(Point-per-instance localization data)
********************
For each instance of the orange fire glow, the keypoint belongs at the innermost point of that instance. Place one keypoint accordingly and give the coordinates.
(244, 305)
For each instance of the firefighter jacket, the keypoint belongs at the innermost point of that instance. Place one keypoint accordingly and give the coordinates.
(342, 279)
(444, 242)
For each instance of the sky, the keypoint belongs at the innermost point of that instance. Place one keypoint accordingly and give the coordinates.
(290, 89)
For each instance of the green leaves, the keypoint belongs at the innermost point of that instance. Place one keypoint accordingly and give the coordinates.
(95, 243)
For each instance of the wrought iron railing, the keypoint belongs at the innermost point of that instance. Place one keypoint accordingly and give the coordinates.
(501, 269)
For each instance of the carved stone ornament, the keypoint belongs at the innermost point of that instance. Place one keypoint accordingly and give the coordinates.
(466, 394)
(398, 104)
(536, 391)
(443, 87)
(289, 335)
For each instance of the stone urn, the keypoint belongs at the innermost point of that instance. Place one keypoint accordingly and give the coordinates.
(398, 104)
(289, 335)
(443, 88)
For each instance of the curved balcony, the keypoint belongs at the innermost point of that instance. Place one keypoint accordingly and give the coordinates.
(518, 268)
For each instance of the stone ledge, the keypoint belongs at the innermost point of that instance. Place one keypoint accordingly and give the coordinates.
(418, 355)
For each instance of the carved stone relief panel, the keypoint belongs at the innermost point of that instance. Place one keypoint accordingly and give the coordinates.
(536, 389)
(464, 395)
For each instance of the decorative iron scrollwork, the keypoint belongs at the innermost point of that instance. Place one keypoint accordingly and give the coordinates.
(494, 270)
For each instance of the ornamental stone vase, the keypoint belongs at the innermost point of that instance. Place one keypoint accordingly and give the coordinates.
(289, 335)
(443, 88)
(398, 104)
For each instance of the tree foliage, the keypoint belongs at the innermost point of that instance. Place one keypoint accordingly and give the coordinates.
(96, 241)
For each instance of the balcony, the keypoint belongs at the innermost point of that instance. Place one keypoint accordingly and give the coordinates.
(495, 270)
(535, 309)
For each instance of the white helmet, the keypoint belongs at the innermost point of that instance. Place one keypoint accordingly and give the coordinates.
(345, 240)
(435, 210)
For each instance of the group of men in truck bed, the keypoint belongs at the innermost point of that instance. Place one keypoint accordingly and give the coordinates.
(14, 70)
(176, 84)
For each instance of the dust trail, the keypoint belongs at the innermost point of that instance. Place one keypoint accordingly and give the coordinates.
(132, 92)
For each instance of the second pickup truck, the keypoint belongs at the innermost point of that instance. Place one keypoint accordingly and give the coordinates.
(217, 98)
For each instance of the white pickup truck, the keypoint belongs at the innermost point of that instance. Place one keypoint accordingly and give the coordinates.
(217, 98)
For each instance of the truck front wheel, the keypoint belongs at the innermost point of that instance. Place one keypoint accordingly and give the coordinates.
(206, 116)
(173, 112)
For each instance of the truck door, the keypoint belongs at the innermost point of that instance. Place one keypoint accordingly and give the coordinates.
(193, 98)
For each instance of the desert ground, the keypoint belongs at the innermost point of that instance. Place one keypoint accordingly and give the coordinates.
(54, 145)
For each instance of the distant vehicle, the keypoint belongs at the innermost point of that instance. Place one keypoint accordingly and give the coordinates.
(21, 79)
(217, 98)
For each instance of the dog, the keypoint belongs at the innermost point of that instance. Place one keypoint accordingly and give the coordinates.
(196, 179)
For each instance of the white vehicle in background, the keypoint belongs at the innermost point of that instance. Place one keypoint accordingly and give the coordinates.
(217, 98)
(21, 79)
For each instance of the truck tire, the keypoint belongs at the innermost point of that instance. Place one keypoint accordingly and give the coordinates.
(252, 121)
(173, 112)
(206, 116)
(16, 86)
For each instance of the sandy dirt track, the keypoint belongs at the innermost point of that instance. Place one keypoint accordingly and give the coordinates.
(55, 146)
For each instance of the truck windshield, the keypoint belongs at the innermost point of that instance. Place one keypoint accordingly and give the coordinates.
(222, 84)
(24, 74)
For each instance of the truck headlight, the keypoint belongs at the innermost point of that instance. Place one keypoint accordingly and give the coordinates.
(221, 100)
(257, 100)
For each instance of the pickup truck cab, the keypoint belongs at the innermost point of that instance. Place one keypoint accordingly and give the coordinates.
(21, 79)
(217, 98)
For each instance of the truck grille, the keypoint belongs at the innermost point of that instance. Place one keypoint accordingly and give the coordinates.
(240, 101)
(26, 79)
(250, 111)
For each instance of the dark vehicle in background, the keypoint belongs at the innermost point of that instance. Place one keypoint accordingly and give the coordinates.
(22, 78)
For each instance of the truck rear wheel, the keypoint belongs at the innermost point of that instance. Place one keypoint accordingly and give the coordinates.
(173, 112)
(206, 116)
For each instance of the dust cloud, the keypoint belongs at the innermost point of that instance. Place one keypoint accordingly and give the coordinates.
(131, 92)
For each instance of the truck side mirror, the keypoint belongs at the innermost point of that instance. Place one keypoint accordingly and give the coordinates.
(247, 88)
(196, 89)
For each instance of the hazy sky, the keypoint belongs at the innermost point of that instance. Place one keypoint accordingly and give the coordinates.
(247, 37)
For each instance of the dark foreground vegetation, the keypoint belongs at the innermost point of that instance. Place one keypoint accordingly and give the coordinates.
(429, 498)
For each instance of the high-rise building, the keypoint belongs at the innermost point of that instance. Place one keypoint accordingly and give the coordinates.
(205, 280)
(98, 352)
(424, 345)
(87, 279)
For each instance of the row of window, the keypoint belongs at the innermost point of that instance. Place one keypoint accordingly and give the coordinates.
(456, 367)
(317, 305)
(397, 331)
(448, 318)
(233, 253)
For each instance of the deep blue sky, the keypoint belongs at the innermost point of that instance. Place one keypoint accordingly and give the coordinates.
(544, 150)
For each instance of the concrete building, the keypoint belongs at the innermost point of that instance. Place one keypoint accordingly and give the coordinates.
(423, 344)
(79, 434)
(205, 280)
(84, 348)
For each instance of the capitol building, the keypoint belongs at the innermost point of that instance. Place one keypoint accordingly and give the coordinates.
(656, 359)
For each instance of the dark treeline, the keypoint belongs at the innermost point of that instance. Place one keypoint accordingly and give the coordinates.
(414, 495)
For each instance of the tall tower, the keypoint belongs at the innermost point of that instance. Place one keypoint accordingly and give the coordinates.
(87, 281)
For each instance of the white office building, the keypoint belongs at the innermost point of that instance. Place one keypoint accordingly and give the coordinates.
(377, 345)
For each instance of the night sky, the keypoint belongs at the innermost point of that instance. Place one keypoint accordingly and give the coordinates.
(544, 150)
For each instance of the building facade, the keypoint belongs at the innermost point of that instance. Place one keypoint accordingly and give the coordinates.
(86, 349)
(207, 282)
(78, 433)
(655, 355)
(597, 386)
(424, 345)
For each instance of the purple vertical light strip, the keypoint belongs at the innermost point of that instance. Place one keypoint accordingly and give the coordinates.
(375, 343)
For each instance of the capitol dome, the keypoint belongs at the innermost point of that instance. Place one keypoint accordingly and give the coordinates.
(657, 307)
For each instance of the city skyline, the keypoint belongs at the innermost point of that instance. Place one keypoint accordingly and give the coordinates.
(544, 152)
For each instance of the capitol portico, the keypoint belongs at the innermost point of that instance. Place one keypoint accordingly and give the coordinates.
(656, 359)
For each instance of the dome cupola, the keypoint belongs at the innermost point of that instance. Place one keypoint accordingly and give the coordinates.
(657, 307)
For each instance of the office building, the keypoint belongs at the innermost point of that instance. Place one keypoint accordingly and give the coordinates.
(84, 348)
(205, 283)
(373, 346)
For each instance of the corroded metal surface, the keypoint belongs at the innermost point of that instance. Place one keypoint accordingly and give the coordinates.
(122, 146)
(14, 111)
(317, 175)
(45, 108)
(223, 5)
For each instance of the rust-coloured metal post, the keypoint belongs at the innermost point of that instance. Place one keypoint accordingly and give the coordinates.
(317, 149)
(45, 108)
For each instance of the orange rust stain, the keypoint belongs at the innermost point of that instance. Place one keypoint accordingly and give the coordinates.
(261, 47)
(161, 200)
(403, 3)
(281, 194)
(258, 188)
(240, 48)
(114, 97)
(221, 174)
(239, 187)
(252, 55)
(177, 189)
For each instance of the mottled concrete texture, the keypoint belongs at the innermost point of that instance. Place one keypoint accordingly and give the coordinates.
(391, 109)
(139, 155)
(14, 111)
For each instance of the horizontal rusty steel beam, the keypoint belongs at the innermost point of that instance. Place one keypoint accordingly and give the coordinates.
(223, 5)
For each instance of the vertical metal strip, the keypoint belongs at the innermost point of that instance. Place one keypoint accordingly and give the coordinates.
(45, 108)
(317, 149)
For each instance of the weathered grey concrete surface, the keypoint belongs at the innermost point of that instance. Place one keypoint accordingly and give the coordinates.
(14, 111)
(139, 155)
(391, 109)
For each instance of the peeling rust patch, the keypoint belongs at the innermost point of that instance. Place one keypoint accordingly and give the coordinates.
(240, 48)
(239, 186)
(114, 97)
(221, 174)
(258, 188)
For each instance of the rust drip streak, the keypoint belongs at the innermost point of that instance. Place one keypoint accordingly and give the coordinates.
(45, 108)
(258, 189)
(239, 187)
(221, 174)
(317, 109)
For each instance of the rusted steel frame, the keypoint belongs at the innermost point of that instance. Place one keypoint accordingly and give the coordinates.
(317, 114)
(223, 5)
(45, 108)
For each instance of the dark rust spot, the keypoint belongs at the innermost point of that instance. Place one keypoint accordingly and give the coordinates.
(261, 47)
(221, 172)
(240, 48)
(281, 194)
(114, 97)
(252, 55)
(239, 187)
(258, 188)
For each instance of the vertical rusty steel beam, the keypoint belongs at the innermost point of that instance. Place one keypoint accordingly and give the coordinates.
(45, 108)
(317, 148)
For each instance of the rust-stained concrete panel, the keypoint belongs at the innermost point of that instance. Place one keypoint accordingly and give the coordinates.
********************
• What needs to be done
Starting at the line with "For each instance of the dark rust", retype each line through the final one in the data above, unchanged and with nothing added.

• Exercise output
For each instance of the dark rust spot, the keypoint belongs at the innermost point of that instance. Place one keypoint accordingly and give the coordinates.
(261, 47)
(221, 172)
(240, 48)
(281, 194)
(114, 97)
(252, 55)
(239, 187)
(258, 188)
For each instance of the vertical rusty steel beam, the keypoint belongs at the innermost point of that instance. Place one keypoint accordingly and give the coordinates.
(45, 108)
(317, 148)
For each instance of the rust-stained concrete panel, the keypoint belongs at the innermost point of that instance. Place one keypoint accordingly and give the coordinates.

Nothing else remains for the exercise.